-- Start Extracted records --
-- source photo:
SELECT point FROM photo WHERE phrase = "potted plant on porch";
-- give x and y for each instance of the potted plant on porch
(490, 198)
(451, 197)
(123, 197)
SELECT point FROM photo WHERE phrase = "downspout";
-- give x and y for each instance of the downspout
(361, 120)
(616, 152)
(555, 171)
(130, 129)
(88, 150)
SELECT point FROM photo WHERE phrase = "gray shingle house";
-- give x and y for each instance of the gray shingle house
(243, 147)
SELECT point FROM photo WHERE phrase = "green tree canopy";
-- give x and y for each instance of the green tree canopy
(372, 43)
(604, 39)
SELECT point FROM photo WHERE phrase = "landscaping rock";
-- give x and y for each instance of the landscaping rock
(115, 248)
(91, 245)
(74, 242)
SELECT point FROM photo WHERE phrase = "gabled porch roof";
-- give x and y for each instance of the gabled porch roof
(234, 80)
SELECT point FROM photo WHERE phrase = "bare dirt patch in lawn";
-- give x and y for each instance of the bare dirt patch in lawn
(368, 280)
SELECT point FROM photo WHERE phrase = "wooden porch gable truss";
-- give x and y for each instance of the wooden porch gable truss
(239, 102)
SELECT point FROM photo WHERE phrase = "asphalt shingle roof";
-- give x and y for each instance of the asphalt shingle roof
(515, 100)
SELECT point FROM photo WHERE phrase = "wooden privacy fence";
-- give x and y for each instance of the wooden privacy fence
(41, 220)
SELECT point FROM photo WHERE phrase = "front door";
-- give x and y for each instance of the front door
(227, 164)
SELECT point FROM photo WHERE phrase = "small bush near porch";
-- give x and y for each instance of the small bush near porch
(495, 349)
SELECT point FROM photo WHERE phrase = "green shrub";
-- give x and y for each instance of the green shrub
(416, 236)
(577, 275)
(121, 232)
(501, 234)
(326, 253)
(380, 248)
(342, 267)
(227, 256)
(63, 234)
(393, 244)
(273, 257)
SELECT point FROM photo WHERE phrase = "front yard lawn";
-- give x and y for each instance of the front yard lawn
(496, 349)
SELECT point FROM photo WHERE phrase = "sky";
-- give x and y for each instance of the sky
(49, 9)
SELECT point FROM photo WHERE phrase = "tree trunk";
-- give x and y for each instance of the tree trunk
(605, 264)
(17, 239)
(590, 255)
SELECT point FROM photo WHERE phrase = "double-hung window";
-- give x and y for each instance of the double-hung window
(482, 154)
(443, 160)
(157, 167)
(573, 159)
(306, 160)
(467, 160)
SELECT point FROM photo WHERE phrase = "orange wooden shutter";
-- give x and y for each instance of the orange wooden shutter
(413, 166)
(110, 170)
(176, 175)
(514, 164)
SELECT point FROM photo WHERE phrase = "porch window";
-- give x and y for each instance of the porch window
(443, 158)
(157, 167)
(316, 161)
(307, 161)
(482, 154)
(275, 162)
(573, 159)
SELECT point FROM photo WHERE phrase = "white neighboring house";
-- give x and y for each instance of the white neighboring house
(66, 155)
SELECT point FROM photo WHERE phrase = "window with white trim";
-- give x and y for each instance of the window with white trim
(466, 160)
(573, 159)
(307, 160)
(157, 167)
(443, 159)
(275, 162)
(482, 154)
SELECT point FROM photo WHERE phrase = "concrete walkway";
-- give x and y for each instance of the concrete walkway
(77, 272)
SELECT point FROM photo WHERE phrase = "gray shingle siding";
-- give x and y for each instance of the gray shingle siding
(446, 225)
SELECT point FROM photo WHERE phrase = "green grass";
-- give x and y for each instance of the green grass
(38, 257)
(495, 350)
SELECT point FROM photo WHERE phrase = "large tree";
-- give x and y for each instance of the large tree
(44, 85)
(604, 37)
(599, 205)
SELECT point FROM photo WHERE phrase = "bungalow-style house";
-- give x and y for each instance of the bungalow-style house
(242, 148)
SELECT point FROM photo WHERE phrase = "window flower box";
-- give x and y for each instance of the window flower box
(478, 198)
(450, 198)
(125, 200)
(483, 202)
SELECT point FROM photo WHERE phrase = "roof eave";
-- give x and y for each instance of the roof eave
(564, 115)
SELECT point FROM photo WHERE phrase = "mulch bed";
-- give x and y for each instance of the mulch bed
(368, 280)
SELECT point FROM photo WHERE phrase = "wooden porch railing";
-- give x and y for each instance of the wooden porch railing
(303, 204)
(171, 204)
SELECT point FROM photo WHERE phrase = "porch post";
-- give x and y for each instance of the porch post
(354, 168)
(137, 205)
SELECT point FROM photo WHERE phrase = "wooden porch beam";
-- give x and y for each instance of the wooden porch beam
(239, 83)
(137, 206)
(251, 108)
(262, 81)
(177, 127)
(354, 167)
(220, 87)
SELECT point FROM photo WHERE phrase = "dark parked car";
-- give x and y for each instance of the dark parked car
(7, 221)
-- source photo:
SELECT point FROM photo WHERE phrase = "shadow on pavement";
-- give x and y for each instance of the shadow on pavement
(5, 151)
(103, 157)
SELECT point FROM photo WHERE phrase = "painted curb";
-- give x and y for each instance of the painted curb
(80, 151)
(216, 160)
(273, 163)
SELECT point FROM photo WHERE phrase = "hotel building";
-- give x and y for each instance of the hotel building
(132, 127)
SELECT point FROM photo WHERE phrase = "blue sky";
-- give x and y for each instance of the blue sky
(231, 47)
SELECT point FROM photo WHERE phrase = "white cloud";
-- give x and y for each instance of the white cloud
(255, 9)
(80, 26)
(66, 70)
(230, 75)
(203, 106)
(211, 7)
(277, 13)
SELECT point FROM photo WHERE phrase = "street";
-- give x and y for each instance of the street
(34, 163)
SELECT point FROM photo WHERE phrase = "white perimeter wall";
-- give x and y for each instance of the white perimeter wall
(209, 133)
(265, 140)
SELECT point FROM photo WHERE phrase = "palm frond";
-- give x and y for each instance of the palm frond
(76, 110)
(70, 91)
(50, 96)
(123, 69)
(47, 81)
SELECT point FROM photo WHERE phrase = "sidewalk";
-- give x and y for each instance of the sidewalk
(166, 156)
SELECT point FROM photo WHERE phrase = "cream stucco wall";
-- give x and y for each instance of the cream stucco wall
-- End Extracted records --
The task:
Extract each line from the listing above, please, and repeat it exactly.

Answer in full:
-- source photo:
SELECT point FROM photo WHERE phrase = "potted plant on porch";
-- give x and y for each instance of the potted plant on porch
(490, 198)
(451, 197)
(123, 197)
SELECT point FROM photo WHERE phrase = "downspout";
-- give x and y for each instance of the downspout
(361, 120)
(616, 152)
(555, 171)
(130, 129)
(88, 150)
SELECT point FROM photo WHERE phrase = "gray shingle house";
-- give x and y for each instance of the gray shingle house
(243, 147)
SELECT point FROM photo WHERE phrase = "green tree canopy";
-- give x and y for each instance of the green tree canopy
(372, 43)
(604, 39)
SELECT point FROM photo WHERE phrase = "landscaping rock";
-- give x and y for each instance of the landscaping rock
(115, 248)
(91, 245)
(74, 242)
SELECT point FROM photo WHERE phrase = "gabled porch roof";
-- give x and y for each instance of the gabled porch roof
(234, 80)
SELECT point FROM photo WHERE phrase = "bare dirt patch in lawn";
-- give x and y for each instance of the bare dirt patch in lawn
(368, 280)
SELECT point FROM photo WHERE phrase = "wooden porch gable truss";
-- give x and y for each instance of the wooden porch gable truss
(239, 102)
SELECT point FROM photo WHERE phrase = "asphalt shingle roof";
-- give x and y for each instance of the asphalt shingle roof
(515, 100)
SELECT point FROM photo WHERE phrase = "wooden privacy fence";
-- give x and y for each instance of the wooden privacy fence
(41, 220)
SELECT point FROM photo WHERE phrase = "front door";
-- give x and y for each instance of the front door
(227, 164)
SELECT point FROM photo WHERE phrase = "small bush near porch";
-- give x and y for each instance of the small bush near porch
(495, 349)
SELECT point FROM photo WHERE phrase = "green shrub";
-- give x and y for each instance of the green shrub
(416, 236)
(577, 275)
(121, 232)
(501, 234)
(326, 253)
(380, 248)
(342, 267)
(227, 256)
(63, 234)
(393, 244)
(273, 257)
SELECT point FROM photo WHERE phrase = "front yard lawn";
-- give x and y for each instance of the front yard lawn
(496, 349)
SELECT point FROM photo WHERE phrase = "sky";
-- give x and y for each instance of the sky
(49, 9)
SELECT point FROM photo WHERE phrase = "tree trunk";
-- give x and y for each instance of the tree trunk
(605, 264)
(17, 239)
(590, 255)
SELECT point FROM photo WHERE phrase = "double-hung window";
-- give x and y for each instance of the double-hung window
(482, 154)
(443, 160)
(157, 167)
(573, 159)
(306, 160)
(467, 160)
SELECT point FROM photo WHERE phrase = "orange wooden shutter";
-- give x and y for each instance of the orange wooden shutter
(413, 166)
(110, 170)
(176, 175)
(514, 164)
SELECT point FROM photo WHERE phrase = "porch window";
-- give x and y for each instance of the porch window
(443, 158)
(157, 167)
(316, 161)
(307, 161)
(482, 154)
(275, 162)
(573, 159)
SELECT point FROM photo WHERE phrase = "white neighboring house";
-- give x and y for each instance of the white neighboring house
(66, 155)
SELECT point FROM photo WHERE phrase = "window with white trim";
-- give x and y for each instance of the window with white trim
(466, 160)
(573, 159)
(307, 160)
(157, 167)
(443, 159)
(275, 162)
(482, 154)
SELECT point FROM photo WHERE phrase = "concrete walkway";
-- give x and y for each instance of the concrete walkway
(77, 272)
SELECT point FROM photo WHERE phrase = "gray shingle siding";
-- give x and y for each instance of the gray shingle siding
(446, 225)
SELECT point FROM photo WHERE phrase = "green grass";
-- give x and y for each instance of the green grass
(38, 257)
(495, 350)
SELECT point FROM photo WHERE phrase = "large tree";
-- give x and y for each instance of the large tree
(44, 85)
(604, 37)
(599, 205)
SELECT point FROM photo WHERE phrase = "bungalow-style house";
-- give x and y for each instance of the bungalow-style house
(242, 148)
SELECT point FROM photo WHERE phrase = "window flower box";
-- give x and y for each instance of the window flower box
(478, 198)
(450, 198)
(125, 200)
(483, 202)
SELECT point FROM photo WHERE phrase = "roof eave";
-- give x and y for each instance of the roof eave
(564, 115)
SELECT point FROM photo WHERE phrase = "mulch bed";
-- give x and y for each instance of the mulch bed
(368, 280)
SELECT point FROM photo WHERE phrase = "wooden porch railing";
-- give x and y for each instance of the wooden porch railing
(303, 204)
(171, 204)
SELECT point FROM photo WHERE phrase = "porch post";
-- give x and y for each instance of the porch post
(354, 168)
(137, 205)
SELECT point FROM photo WHERE phrase = "wooden porch beam";
-- give x and y for each instance of the wooden porch beam
(239, 83)
(137, 206)
(251, 108)
(262, 81)
(177, 127)
(354, 167)
(220, 87)
SELECT point FROM photo WHERE phrase = "dark parked car";
-- give x and y for each instance of the dark parked car
(7, 221)
-- source photo:
SELECT point FROM photo WHERE phrase = "shadow on pavement";
-- give x and y for each instance of the shadow on pavement
(5, 151)
(103, 157)
SELECT point FROM photo WHERE phrase = "painted curb";
-- give x and y for each instance of the painted curb
(80, 151)
(216, 160)
(273, 163)
SELECT point FROM photo WHERE phrase = "hotel building";
-- give x and y for each instance of the hotel building
(132, 127)
SELECT point FROM photo WHERE phrase = "blue sky";
-- give x and y for each instance of the blue sky
(231, 47)
SELECT point FROM photo WHERE phrase = "white cloud";
-- give x and y for each instance of the white cloud
(255, 9)
(80, 26)
(66, 70)
(230, 75)
(203, 106)
(211, 7)
(277, 13)
SELECT point FROM photo WHERE phrase = "street";
-- give x and y for each instance of the street
(34, 163)
SELECT point FROM photo WHERE phrase = "white perimeter wall";
-- give x and y for each instance of the white perimeter wall
(209, 133)
(265, 140)
SELECT point FROM photo WHERE phrase = "palm frond";
-- give x and y for each instance of the palm frond
(76, 110)
(70, 91)
(50, 96)
(123, 69)
(47, 81)
SELECT point FROM photo WHERE phrase = "sidewalk";
-- give x and y for each instance of the sidewalk
(166, 156)
SELECT point FROM photo WHERE phrase = "cream stucco wall";
-- give x and y for each instance of the cream stucco wall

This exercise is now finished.